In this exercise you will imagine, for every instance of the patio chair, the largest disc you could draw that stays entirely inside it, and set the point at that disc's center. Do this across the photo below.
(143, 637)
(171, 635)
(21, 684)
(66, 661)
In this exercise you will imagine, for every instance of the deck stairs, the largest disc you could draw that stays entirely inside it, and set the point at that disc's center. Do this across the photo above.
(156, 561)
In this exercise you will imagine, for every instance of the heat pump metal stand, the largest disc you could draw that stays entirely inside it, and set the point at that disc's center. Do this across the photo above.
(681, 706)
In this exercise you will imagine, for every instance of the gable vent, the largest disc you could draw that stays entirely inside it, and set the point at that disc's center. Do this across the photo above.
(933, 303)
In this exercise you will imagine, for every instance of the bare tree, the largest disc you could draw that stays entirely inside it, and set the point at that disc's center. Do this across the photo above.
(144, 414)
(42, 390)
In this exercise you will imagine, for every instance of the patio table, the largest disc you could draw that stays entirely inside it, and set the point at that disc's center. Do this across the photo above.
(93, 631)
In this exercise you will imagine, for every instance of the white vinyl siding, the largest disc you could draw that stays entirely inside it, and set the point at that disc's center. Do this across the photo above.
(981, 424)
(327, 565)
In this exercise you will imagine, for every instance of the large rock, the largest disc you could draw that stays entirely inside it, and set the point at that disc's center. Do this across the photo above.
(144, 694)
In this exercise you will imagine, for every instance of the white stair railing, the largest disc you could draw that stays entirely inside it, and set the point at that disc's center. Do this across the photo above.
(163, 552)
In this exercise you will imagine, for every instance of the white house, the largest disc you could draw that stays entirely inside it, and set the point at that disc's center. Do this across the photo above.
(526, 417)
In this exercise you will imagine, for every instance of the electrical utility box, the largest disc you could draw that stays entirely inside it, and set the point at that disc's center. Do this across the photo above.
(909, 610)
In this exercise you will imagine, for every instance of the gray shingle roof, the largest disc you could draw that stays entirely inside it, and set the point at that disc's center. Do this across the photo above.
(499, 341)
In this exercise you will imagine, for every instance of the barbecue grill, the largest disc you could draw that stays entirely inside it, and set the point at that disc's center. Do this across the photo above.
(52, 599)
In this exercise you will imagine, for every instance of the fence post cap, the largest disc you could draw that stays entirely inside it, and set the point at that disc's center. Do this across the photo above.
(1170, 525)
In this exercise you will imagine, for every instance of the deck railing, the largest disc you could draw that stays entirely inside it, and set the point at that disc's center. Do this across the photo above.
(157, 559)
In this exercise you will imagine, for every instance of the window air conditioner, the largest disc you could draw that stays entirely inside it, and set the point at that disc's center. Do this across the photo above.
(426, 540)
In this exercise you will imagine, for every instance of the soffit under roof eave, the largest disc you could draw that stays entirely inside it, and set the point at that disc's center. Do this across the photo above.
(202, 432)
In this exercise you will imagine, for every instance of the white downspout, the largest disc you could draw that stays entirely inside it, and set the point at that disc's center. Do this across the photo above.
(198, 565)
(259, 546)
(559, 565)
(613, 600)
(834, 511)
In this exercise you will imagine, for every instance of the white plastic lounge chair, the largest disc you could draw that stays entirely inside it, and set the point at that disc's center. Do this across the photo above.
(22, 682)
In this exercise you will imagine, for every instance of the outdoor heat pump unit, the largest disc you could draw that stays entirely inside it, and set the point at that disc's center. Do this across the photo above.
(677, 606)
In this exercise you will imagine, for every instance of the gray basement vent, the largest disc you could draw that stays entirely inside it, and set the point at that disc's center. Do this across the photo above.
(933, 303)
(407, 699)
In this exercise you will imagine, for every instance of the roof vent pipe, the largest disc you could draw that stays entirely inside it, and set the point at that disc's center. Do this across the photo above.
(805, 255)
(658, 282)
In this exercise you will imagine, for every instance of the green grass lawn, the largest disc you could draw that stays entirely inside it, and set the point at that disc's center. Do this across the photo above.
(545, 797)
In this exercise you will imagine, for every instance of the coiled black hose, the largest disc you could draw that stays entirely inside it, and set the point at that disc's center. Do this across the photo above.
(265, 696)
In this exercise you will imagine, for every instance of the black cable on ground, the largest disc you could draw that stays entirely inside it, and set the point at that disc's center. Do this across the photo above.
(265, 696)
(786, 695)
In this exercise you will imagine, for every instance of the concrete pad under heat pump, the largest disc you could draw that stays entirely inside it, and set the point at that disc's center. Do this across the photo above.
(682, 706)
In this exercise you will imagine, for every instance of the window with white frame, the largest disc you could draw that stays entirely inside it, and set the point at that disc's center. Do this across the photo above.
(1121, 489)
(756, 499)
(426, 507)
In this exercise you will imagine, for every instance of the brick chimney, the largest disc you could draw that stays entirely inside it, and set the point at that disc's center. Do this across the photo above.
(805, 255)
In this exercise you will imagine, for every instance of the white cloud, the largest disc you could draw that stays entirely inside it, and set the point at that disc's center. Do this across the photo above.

▶ [EXERCISE OBJECTIVE]
For this exercise, please retype exactly the lines in the listing from the line with "the window with" through its last line, both ends included.

▶ [RESULT OF THIS TASK]
In this exercise you will imagine, for every instance of the window with white frame, the largest disc you could draw that stays entirely inside it, and set the point at that disc's center. Do this across the photo above.
(1121, 489)
(756, 499)
(426, 507)
In this exercise you will imagine, for every instance of the brick chimney, the largest disc you could draw that stays entirely inside it, and set the point at that disc's center. Do this across the photo above.
(805, 255)
In this exercise you will imagine, for every instance of the white cloud, the largest disc you could draw that stays entirely inside it, and set the point at that disc's center. Do this across the photo above.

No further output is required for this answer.